(Pointing dataset excerpts)
###
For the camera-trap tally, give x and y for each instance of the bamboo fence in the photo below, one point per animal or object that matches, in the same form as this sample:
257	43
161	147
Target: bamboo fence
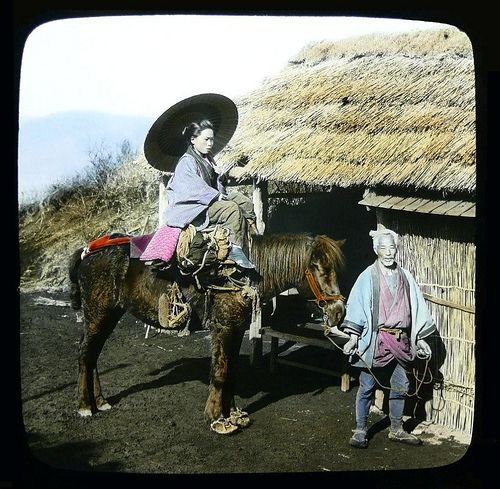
443	264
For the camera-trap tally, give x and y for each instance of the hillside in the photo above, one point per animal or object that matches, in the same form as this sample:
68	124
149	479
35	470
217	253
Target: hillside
121	199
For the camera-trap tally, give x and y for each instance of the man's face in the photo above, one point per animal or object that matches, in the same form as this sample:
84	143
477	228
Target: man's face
204	142
386	251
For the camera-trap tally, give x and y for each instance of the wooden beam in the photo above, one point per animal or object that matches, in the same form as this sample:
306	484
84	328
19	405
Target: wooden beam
260	204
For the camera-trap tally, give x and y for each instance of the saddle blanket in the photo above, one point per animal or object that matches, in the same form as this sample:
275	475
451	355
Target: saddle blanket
160	245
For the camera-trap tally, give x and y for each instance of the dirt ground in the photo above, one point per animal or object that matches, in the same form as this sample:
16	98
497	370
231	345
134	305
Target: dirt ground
157	386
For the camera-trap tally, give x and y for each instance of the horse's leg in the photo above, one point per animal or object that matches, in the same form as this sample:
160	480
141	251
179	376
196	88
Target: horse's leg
96	332
221	343
236	415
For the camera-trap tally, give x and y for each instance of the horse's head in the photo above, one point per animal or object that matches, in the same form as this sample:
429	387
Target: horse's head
326	261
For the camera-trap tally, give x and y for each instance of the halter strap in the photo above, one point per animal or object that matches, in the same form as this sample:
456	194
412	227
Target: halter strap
###
→ **YOUR INSTRUCTIONS**: Repeat the records in full, exactly as they appear, without the pictures.

→ **TASK OUTPUT**:
For the camera-trap tally, give x and y for each instance of the bamboo fence in the photo below, one point per animal or object that matches, in the same form as this sample:
257	43
161	147
Target: bamboo fence
443	264
For the camera-trap tally, give x and y for each instance of the hillside in the photo above, one point per animal or object that matches, in the same form as this sample:
68	124
149	479
35	470
217	253
Target: hillside
121	199
For the camera-trap tally, give x and y for each instance of the man's face in the photo above, one point per animal or object that matches, in the same form as this sample:
84	143
477	228
Target: man's face
204	142
386	251
For the camera-trap tally, give x and y for each instance of the wooden beam in the photo above, one point per animal or object that matches, in the same form as this sample:
306	484
84	328
19	405
Target: wooden beam
260	204
For the camera-trap tally, give x and y for each instance of the saddle blanket in the photo above, one point per animal or object that matches, in the same form as this sample:
275	475
451	355
Target: saddle blanket
160	245
For the camera-trap tally, give x and y for each instance of the dirt ground in the photo above, one point per animal or object that matches, in the same form as this sample:
16	98
497	370
231	345
134	305
Target: dirt ground
157	386
For the camera-trap tally, give x and y for each instance of the horse's leg in the photo above, one point per animal or object that matches, in the same form as this sample:
160	480
141	251
179	376
196	88
Target: horse's leg
96	332
221	343
236	415
For the camera-trap tally, give x and y for each instance of the horse's head in the photo above, one point per animal or object that matches, in the same form as this sample:
429	387
Target: horse's head
326	261
For the camera-trap tally, give x and y for each instance of the halter strap in the photo above, one point per animal or object that matches, in the same form as this sample:
456	194
412	227
Target: halter strap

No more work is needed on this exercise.